■ EXERCISE INSTRUCTIONS:
Could you write out the records below exactly as they appear, leaving out any pictures?
── PROVIDED DATA
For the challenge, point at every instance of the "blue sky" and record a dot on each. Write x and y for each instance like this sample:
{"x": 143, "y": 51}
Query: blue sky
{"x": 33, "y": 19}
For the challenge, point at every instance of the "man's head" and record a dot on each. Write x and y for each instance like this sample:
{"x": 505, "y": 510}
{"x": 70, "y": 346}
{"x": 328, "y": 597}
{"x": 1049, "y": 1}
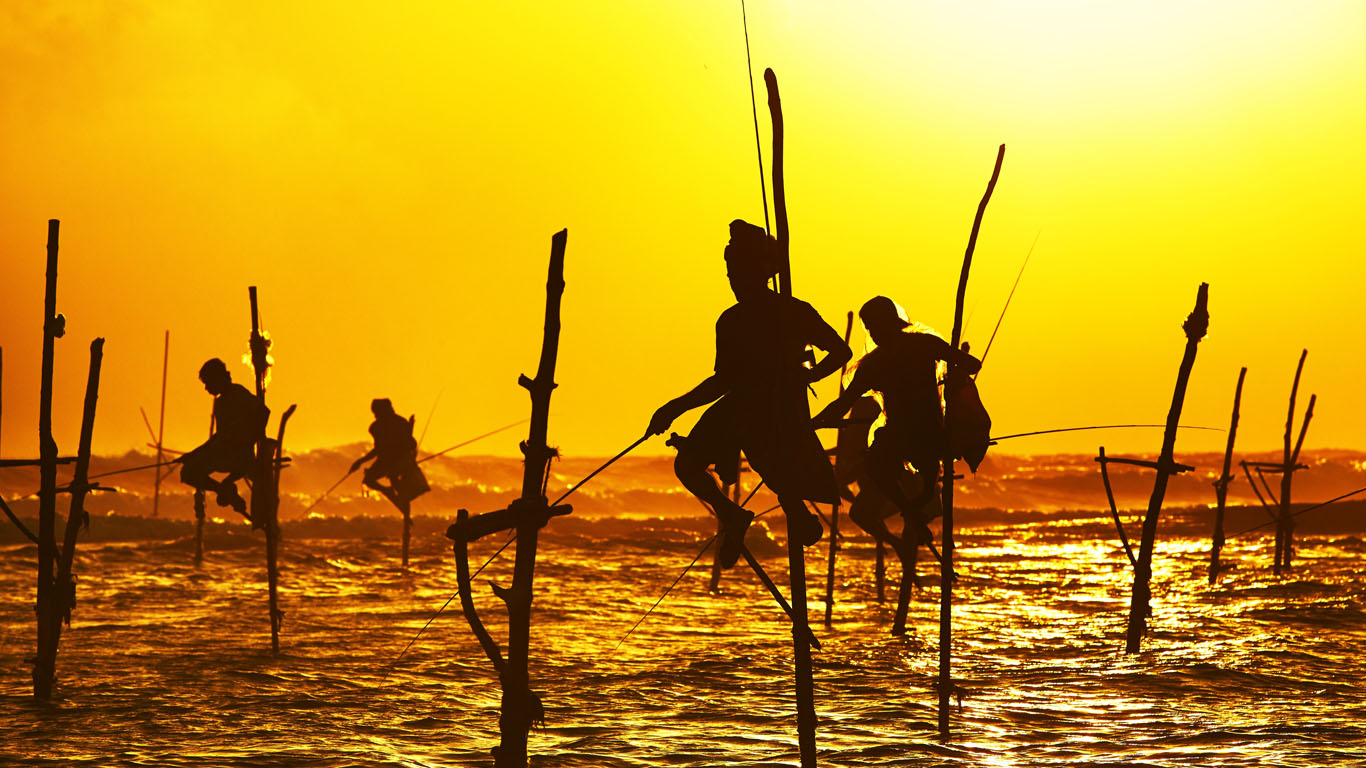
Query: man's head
────
■ OUTPUT:
For the challenge, point at every instance of the "blue sky" and record a dot on each. Write x and y for each instance like this sample:
{"x": 143, "y": 51}
Query: blue sky
{"x": 33, "y": 19}
For the challenge, point at every instance of the "man's head" and record a dot on each. Write x and y for each instance like this sample:
{"x": 505, "y": 510}
{"x": 70, "y": 346}
{"x": 328, "y": 597}
{"x": 1049, "y": 1}
Query: man's head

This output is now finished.